*** GIVEN DATA ***

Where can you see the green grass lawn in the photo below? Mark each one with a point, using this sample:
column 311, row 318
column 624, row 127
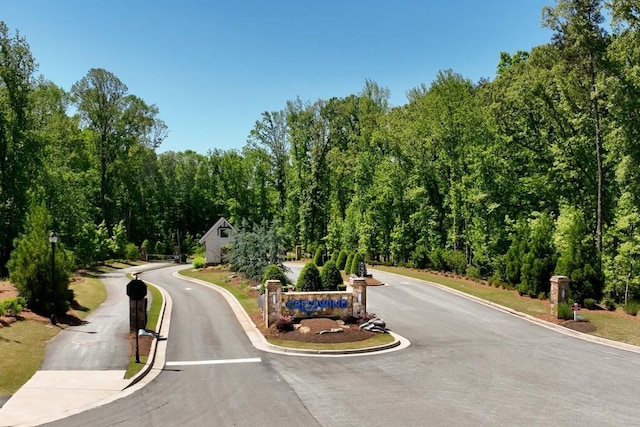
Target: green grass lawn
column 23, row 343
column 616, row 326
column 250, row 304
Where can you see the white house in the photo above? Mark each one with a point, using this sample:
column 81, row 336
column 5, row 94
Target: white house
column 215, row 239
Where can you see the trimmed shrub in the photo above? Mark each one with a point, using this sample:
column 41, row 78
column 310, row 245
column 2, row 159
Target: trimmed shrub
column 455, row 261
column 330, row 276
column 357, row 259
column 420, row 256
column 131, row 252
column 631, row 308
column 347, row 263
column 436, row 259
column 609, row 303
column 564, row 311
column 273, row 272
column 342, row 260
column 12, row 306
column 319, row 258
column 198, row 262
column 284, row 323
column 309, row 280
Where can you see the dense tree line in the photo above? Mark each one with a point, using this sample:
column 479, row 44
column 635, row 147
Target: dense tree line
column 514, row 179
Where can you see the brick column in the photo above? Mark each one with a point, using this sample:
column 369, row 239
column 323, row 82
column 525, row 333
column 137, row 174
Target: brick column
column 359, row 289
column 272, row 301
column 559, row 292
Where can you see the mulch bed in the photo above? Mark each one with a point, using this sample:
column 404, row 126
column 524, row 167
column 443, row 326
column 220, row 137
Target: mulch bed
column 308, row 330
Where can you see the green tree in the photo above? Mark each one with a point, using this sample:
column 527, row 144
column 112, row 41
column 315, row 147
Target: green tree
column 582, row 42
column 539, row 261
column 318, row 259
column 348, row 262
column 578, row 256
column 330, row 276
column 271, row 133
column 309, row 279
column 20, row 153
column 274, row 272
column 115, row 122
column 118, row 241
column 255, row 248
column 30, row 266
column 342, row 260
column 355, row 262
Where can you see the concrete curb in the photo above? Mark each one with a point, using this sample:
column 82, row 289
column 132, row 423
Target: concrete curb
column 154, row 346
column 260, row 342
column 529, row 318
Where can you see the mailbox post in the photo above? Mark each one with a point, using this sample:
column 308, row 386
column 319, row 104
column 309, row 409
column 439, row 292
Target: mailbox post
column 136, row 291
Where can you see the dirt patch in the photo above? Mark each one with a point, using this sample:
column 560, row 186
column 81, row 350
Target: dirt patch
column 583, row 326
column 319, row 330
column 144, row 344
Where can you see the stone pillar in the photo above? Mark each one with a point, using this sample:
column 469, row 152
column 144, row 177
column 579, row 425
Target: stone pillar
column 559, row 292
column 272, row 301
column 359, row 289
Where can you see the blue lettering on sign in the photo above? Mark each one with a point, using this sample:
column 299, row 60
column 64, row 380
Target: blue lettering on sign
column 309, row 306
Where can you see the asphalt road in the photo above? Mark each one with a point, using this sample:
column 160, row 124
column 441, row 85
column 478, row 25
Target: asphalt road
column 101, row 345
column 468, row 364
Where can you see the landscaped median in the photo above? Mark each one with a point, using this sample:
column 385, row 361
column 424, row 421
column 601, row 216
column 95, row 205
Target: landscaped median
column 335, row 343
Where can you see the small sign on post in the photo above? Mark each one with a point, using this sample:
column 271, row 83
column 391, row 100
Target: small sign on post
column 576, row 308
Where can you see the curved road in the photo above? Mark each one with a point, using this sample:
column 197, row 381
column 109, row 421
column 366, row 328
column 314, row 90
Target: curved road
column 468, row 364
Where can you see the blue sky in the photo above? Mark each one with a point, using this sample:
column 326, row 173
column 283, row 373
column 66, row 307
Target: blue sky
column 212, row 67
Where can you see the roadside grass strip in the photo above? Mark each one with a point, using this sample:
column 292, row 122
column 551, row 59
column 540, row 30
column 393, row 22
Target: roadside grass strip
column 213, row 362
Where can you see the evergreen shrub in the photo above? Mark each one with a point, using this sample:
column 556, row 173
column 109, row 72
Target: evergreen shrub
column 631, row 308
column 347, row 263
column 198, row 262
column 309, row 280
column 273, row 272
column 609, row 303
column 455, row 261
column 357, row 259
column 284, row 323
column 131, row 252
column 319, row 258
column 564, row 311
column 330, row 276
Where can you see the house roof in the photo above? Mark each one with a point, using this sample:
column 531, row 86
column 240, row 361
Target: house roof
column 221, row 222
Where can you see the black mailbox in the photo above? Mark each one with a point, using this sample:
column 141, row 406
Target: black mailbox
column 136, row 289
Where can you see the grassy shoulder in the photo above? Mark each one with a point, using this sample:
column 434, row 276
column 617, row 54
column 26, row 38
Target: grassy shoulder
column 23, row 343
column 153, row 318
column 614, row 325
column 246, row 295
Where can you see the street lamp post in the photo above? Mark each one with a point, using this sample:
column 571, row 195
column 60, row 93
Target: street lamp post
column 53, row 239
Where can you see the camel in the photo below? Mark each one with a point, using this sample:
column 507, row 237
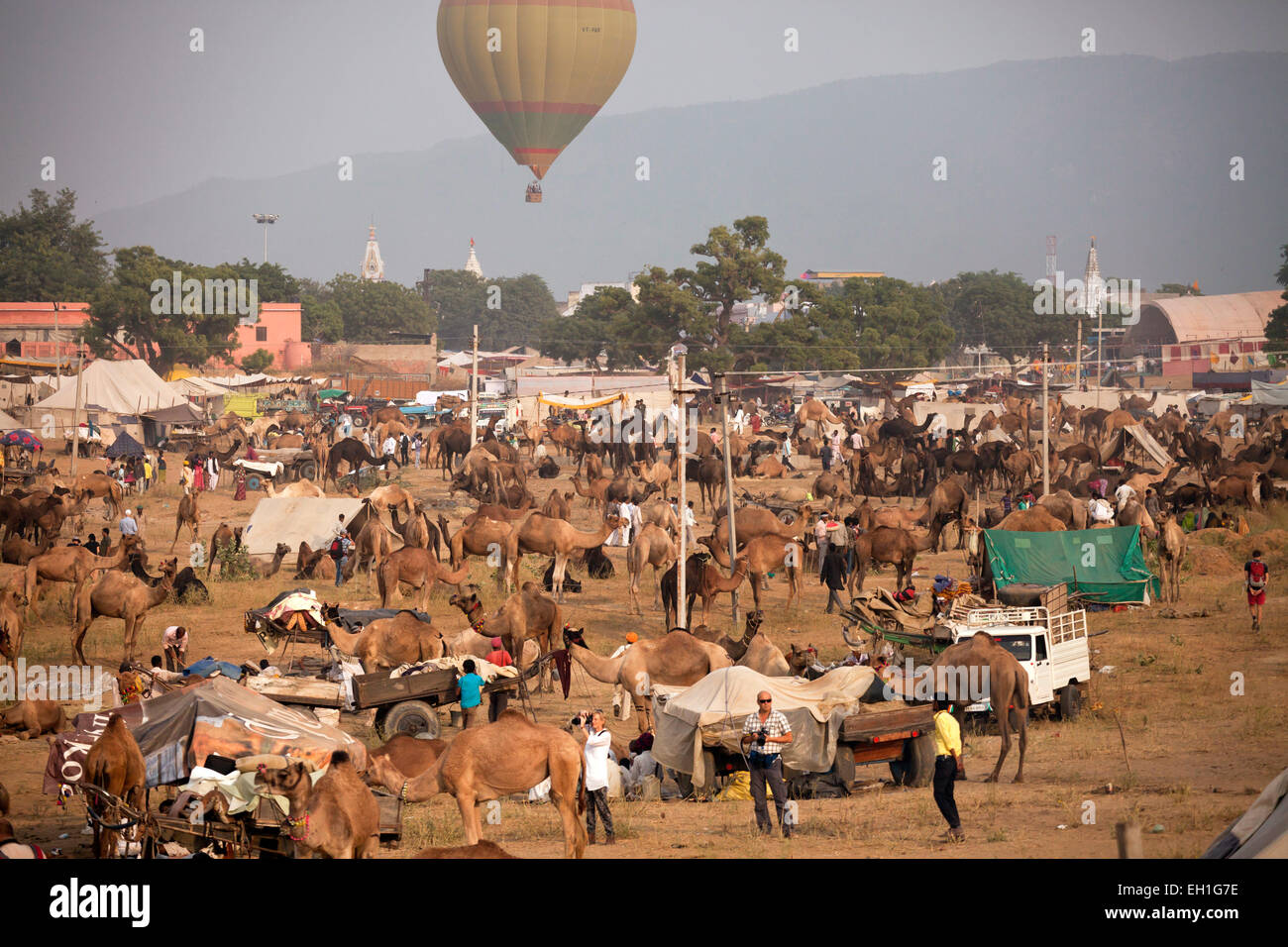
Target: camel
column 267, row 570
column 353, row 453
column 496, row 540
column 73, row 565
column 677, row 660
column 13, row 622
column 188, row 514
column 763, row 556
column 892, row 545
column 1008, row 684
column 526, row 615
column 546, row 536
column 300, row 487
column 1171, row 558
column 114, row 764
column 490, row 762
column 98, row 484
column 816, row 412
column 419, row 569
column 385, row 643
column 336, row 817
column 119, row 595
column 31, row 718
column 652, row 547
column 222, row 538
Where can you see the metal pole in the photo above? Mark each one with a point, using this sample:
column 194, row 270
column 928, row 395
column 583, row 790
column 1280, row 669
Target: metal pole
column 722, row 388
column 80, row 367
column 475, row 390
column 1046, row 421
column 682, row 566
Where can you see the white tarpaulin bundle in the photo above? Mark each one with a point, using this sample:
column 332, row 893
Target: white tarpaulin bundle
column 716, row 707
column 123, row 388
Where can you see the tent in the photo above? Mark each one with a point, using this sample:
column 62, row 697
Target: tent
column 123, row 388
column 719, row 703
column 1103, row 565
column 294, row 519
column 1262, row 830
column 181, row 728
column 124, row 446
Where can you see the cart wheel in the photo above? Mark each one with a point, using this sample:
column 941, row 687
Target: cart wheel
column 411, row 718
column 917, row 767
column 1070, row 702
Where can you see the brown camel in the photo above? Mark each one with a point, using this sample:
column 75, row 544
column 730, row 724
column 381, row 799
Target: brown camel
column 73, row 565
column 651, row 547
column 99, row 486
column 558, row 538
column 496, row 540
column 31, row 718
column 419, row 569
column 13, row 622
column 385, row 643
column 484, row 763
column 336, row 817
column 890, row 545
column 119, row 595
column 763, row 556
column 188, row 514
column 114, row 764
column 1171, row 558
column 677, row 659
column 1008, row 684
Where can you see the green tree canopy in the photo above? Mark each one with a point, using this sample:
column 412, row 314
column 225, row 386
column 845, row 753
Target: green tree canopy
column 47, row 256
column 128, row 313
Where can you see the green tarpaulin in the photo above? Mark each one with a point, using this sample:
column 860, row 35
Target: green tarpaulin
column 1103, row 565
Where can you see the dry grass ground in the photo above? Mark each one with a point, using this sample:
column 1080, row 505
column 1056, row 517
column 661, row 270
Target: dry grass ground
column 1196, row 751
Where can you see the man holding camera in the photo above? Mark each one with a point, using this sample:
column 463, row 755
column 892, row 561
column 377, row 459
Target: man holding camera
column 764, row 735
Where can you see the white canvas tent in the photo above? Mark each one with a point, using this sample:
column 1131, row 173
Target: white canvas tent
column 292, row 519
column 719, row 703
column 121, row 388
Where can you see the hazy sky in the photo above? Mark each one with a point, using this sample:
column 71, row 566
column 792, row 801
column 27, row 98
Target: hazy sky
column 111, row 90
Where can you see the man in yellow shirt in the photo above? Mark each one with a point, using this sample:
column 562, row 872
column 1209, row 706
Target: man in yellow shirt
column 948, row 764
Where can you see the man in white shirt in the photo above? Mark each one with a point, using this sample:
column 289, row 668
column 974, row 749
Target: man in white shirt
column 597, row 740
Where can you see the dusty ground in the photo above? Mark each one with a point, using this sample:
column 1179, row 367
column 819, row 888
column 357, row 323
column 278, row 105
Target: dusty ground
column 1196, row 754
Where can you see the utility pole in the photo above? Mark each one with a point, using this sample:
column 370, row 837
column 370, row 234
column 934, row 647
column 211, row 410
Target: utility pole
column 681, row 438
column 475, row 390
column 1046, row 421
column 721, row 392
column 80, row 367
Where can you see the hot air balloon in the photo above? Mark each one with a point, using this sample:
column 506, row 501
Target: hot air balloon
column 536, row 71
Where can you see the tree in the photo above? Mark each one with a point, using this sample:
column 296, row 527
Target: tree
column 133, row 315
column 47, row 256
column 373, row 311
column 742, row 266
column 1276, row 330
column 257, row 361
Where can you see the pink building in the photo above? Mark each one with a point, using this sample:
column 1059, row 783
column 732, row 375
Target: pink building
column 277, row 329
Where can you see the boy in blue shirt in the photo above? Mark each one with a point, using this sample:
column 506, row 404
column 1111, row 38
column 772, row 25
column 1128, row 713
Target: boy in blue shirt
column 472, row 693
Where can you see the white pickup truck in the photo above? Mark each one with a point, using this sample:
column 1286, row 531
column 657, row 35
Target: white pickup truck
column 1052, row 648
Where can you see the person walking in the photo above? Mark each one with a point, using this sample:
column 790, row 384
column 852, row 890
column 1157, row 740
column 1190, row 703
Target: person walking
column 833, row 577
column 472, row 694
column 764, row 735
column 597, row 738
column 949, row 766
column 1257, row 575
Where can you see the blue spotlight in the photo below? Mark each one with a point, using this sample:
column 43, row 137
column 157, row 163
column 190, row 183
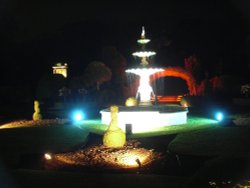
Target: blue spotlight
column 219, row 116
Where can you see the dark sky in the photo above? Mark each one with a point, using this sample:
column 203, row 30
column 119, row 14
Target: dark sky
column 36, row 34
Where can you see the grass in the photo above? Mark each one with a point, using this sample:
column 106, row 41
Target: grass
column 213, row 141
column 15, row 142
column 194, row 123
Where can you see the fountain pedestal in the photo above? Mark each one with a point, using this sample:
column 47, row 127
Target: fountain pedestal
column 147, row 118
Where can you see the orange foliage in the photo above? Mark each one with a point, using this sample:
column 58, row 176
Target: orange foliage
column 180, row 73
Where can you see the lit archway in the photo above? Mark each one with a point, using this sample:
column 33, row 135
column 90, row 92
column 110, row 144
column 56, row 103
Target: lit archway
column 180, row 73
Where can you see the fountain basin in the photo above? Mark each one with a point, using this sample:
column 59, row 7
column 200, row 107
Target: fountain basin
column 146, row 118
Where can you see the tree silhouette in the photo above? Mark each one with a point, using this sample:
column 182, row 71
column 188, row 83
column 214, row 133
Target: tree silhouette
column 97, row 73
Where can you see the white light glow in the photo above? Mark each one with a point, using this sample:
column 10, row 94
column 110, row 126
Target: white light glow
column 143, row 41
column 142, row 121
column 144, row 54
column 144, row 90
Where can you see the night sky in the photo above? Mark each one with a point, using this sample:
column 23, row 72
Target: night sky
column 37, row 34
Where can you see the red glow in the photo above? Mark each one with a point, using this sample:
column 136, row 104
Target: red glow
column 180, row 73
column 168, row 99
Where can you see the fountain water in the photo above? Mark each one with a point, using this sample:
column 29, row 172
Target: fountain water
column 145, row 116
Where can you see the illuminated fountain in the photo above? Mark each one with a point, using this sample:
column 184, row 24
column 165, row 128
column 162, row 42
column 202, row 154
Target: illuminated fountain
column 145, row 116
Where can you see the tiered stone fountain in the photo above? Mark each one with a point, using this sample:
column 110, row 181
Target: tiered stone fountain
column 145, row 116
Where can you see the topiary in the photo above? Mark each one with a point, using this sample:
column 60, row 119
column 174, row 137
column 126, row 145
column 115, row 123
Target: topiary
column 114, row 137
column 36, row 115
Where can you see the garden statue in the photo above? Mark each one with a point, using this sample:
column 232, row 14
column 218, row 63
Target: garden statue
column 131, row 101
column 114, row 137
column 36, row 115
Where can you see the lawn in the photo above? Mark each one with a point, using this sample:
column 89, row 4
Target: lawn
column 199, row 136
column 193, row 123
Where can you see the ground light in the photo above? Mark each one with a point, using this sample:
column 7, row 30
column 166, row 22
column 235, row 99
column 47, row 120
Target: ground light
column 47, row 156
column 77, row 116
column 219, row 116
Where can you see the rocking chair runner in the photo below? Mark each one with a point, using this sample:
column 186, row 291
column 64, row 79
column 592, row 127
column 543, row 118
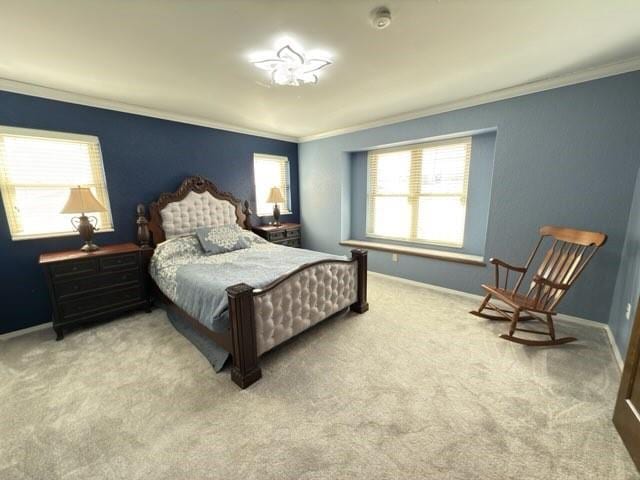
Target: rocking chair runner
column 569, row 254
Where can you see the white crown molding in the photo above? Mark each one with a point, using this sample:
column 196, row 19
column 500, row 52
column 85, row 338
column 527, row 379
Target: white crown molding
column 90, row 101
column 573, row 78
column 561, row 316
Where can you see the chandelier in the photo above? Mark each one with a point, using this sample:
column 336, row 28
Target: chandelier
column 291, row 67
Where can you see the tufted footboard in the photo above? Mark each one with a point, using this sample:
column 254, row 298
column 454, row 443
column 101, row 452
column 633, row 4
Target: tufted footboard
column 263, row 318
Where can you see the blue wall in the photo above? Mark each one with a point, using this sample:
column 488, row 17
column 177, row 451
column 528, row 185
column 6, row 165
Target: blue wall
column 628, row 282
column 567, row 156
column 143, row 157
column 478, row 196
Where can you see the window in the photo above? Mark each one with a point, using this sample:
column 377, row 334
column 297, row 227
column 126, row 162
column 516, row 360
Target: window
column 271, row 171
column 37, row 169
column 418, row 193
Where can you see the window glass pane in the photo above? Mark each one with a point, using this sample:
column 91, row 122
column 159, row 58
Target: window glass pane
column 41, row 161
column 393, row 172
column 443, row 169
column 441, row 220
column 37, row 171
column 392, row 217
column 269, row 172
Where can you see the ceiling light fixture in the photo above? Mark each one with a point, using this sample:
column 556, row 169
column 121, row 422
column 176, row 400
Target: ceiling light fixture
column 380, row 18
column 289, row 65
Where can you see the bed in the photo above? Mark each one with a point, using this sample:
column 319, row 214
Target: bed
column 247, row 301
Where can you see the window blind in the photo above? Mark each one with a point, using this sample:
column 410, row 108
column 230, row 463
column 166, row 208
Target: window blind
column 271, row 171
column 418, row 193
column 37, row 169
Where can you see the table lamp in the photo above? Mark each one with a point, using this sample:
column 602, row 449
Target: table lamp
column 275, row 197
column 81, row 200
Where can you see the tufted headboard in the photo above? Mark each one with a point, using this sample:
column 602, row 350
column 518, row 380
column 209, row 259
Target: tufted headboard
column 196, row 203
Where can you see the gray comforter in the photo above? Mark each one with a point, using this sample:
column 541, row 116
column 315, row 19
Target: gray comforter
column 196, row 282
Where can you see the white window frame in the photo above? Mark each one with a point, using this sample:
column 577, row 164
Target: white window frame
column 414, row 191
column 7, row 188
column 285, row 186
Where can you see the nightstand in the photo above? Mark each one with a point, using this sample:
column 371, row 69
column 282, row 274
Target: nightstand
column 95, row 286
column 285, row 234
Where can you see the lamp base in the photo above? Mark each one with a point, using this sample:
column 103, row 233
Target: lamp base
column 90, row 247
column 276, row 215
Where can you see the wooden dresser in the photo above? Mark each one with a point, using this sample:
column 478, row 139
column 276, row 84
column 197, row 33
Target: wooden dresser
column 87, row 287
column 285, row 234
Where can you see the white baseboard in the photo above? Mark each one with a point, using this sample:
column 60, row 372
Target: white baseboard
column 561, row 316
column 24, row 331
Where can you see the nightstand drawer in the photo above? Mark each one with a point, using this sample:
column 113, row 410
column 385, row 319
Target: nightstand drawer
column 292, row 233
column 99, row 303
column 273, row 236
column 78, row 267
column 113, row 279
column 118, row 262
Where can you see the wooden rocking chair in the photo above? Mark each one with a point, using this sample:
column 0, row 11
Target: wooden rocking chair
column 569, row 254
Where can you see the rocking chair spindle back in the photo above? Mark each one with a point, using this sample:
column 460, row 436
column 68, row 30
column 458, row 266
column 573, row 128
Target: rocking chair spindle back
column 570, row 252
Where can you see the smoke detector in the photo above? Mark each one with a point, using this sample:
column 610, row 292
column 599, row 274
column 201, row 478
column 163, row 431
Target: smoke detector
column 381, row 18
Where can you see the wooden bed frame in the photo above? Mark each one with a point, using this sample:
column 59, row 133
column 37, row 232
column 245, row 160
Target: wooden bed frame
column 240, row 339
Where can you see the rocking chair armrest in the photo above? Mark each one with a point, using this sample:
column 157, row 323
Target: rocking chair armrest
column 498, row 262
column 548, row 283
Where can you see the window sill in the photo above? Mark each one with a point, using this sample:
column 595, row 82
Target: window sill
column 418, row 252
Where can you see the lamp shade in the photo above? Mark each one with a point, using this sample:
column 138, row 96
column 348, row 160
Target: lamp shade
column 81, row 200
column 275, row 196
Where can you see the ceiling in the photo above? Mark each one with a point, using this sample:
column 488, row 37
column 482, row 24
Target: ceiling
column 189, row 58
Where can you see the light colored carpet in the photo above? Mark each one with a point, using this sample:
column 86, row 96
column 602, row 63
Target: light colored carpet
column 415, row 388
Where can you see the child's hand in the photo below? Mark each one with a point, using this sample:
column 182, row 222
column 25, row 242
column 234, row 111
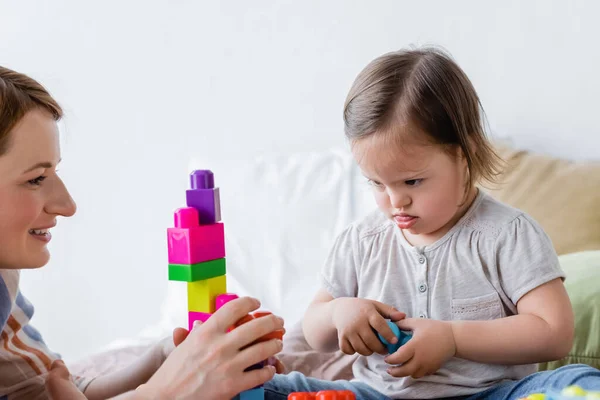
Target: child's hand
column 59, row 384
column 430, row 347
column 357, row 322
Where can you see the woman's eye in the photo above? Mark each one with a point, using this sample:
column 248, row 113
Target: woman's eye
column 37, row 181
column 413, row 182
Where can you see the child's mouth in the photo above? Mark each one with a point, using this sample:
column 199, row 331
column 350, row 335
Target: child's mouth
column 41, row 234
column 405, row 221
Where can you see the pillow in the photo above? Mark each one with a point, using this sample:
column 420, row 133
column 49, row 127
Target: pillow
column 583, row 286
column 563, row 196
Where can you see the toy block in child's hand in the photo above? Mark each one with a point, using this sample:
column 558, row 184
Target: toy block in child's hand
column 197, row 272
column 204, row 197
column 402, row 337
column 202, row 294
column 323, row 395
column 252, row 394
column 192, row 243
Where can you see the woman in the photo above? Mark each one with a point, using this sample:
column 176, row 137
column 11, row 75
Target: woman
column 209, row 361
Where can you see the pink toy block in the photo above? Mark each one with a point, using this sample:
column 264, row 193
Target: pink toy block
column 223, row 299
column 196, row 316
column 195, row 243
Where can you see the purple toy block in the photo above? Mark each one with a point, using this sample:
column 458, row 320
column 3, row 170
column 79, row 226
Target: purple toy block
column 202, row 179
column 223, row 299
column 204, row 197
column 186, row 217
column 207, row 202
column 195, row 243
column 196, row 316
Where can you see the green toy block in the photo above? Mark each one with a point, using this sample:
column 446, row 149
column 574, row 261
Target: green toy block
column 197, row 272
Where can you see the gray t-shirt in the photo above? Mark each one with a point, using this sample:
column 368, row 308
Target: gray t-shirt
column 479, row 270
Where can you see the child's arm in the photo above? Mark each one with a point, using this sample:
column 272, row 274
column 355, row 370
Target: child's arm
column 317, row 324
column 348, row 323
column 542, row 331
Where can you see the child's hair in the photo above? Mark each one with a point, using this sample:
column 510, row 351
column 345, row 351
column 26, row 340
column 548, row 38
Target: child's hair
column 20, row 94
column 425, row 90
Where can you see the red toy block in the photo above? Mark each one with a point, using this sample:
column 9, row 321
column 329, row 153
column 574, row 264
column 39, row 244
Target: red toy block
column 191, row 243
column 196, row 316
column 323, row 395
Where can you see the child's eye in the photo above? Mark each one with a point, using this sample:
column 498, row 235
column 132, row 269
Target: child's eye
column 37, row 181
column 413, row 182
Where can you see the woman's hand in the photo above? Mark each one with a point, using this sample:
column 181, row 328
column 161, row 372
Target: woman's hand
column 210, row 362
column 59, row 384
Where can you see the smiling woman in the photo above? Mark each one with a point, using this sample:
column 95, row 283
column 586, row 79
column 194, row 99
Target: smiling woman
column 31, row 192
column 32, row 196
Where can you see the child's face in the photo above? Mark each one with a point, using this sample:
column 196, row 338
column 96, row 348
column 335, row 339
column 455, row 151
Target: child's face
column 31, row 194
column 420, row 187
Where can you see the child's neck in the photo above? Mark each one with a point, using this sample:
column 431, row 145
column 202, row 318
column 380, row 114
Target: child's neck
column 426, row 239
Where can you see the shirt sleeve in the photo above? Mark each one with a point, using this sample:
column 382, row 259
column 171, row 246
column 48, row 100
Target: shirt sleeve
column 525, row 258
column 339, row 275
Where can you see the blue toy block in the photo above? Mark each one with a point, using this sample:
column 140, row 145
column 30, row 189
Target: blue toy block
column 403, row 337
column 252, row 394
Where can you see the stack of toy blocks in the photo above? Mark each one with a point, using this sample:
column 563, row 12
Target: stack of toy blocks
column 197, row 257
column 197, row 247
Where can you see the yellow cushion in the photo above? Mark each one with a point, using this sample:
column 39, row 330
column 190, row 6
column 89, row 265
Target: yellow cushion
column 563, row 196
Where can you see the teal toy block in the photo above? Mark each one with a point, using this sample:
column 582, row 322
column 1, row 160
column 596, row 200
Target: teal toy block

*** End of GIVEN DATA ***

TRY IT>
Please count the lines in the records that hold the string "teal", and give the number alone.

TASK RESULT>
2